[Start of DATA FOR THIS TASK]
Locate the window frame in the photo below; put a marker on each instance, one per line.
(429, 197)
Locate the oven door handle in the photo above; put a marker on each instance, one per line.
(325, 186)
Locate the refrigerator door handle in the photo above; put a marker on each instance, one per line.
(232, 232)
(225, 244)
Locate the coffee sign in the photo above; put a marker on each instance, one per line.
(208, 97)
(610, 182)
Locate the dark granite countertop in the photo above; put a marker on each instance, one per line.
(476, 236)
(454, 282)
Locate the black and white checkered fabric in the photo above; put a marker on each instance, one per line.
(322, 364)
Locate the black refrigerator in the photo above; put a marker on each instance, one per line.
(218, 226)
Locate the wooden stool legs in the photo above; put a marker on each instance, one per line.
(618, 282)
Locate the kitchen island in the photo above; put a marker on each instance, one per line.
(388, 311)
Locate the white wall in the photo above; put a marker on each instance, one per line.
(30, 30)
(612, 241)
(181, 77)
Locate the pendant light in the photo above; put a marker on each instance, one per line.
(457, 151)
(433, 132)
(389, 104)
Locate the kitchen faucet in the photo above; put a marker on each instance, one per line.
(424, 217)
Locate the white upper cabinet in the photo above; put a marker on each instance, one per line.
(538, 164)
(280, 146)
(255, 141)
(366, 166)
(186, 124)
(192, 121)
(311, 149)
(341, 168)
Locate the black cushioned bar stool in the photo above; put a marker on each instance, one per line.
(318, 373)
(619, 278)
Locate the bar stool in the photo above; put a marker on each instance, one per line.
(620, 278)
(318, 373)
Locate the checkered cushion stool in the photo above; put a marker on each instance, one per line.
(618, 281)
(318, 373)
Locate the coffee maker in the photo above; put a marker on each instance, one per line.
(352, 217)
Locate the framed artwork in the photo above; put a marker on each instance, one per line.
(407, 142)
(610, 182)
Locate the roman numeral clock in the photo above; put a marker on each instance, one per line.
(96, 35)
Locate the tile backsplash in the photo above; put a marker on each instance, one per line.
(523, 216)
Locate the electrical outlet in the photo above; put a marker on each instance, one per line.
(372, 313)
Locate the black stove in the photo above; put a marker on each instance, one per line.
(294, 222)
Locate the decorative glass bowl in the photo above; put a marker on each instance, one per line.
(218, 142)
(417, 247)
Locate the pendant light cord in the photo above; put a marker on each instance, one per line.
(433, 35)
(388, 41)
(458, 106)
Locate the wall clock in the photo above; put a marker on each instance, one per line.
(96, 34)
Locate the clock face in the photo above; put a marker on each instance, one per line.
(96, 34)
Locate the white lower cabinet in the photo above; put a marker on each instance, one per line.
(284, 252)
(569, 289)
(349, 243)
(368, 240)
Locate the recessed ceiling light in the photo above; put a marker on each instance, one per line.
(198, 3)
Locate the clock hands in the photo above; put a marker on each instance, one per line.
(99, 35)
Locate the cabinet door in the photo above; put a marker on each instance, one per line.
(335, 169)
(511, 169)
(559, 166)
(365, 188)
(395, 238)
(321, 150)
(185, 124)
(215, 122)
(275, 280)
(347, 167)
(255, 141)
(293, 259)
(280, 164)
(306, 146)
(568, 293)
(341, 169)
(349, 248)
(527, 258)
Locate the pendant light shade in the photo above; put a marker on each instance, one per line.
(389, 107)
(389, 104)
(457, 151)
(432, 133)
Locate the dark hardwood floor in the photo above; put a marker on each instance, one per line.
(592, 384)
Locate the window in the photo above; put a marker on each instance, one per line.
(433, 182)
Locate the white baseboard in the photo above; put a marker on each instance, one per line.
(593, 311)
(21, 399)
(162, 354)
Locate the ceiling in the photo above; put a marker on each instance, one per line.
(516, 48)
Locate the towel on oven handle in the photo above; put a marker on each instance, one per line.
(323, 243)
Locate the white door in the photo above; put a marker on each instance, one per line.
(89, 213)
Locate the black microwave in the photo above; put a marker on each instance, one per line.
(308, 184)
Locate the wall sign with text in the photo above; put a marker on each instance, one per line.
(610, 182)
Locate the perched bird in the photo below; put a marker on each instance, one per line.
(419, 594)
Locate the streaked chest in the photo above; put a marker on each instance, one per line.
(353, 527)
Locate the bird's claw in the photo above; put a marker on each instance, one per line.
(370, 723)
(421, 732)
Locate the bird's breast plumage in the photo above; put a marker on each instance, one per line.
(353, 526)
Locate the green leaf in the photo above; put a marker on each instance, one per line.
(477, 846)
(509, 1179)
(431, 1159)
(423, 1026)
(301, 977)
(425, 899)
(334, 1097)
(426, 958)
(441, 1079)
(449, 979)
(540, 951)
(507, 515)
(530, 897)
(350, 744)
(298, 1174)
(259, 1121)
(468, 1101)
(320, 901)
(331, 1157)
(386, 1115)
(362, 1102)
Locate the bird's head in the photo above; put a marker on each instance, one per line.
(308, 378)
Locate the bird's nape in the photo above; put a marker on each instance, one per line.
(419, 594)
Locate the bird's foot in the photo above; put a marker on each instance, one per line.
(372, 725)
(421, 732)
[End of DATA FOR THIS TASK]
* _WORK REQUIRED_
Copy out, word for word, every line from the one containing "Locate the bird's foot" down to the last line of the records, both included.

* _FULL RESPONSE_
Locate the bird's foot in the photo above; put a marker on each instance, one per line.
(372, 725)
(421, 732)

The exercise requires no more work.